TEXTAUSZUG:
_ _ _ _

Zwar hat die Organisation der Volksmodjahedin, die früher vom Irak aus auch einen bewaffneten Kampf gegen das Mullah-Regime im Iran führte und deshalb als Hauptfeind angesehen gesehen wurde (vgl. nur Lageberichte vom 20. April 1999, S. 9 und 10, und auch noch vom 22. Dezember 2004, S. 15), nach dem Einmarsch der Koalitionstruppen im Irak im März 2003 und der nachfolgenden Auflösung ihrer Lager stark an Macht eingebüßt (vgl. Deutsches Orient-Institut, Stellungnahme vom 5. Juli 2006 (671), S. 15 ff.). Gleichwohl war auch danach und ist bis heute der Umgang der iranischen Behörden mit tatsächlichen oder vermeintlichen Mitgliedern und Unterstützern der Volksmodjahedin von unerbittlicher Härte gekennzeichnet. Dagegen spricht auch nicht das erstmals im Mai 2003 von iranischen Politikern ausgesprochene Amnestieangebot für rückkehrwillige Volksmodjahedin (vgl. hierzu etwa AA, Lagebericht vom 4. Juli 2007, S. 13). Denn die im Hinblick hierauf zurückgekehrten Volksmodjahedin sind keineswegs unbehelligt geblieben. Vielmehr wurden sie von den iranischen Behörden gezwungen, über ihre Aktivitäten in der iranischen Opposition zu berichten und dabei auch Informationen über andere Mitglieder zu offenbaren, ohne dass sie mit Straffreiheit rechnen können. Ihre Situation hat sich zudem seit dem Amtsantritt Ahmadinedschads nochmals drastisch verschlechtert (vgl. UNHCR, "Hintergrundinformation zu den Aktivitäten von UNHCR bei der Suche nach einer dauerhaften Lösung für ehemalige Angehörige der Organisation Volksmudschaheddin Iran im Irak", Dezember 2006, S. 5). Weiter verweist der UNHCR auf einen Bericht von amnesty international von Februar 2006 über die bevorstehende Hinrichtung eines früheren Volksmodjahedin-Sympathisanten und die Verurteilung weiterer Personen aus dem Umfeld der Volksmodjahedin zu Todesstrafen sowie auf den Lagebericht des britischen Home Office von Oktober 2005, in dem der Umgang der iranischen Regierung mit Angehörigen und Sympathisanten der Volksmodjahedin als extrem schwerwiegend eingeschätzt und auf Berichte über zahlreiche Hinrichtungen und Folter verwiesen werde.

Angesichts dessen kann auch unter Berücksichtigung des Umstandes, dass der Kläger nicht Angehöriger einer militärischen Einheit oder militanten Gruppierung der Volksmodjahedin, sondern lediglich zu deren Unterstützern gehört, nicht ausgeschlossen werden, dass er im Falle der Rückkehr in den Iran heute und auf absehbare Zeit vor Verfolgung sicher wäre. Das umso weniger, als nach der glaubhaften Zeugenaussage des Onkels des Klägers die iranischen Stellen Kenntnis erlangt haben von der exilpolitischen Betätigung des Klägers für die Volksmodjahedin, insbesondere dem Interview, das der Kläger dem Sender dieser Organisation im Juni 2008 in Paris gegeben hat.

_ _ _ _

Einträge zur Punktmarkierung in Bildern
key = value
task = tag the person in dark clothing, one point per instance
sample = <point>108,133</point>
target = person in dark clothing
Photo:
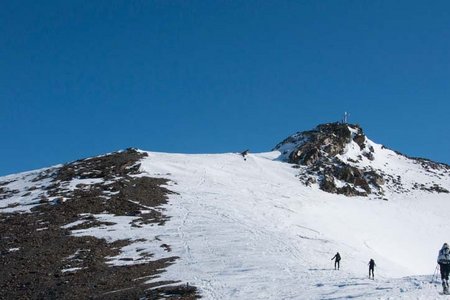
<point>371,268</point>
<point>337,259</point>
<point>444,265</point>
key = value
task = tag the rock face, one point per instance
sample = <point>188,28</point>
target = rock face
<point>41,257</point>
<point>340,159</point>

_ _ _ _

ZU BEARBEITEN:
A: Bitte zitiere aus dem Auszug über die Volksmodjahedin die Passage, die mit "Angesichts dessen kann" einsetzt und sich bis einschließlich "Paris gegeben hat." fortsetzt.
B: Zähle die Zeilen, in denen die Zeichenfolge "sample" vorkommt, wobei Groß- und Kleinschreibung zu beachten ist, und nenne ausschließlich die Anzahl.

ANTWORTEN JE AUFGABE:
A:
Angesichts dessen kann auch unter Berücksichtigung des Umstandes, dass der Kläger nicht Angehöriger einer militärischen Einheit oder militanten Gruppierung der Volksmodjahedin, sondern lediglich zu deren Unterstützern gehört, nicht ausgeschlossen werden, dass er im Falle der Rückkehr in den Iran heute und auf absehbare Zeit vor Verfolgung sicher wäre. Das umso weniger, als nach der glaubhaften Zeugenaussage des Onkels des Klägers die iranischen Stellen Kenntnis erlangt haben von der exilpolitischen Betätigung des Klägers für die Volksmodjahedin, insbesondere dem Interview, das der Kläger dem Sender dieser Organisation im Juni 2008 in Paris gegeben hat.

B: 2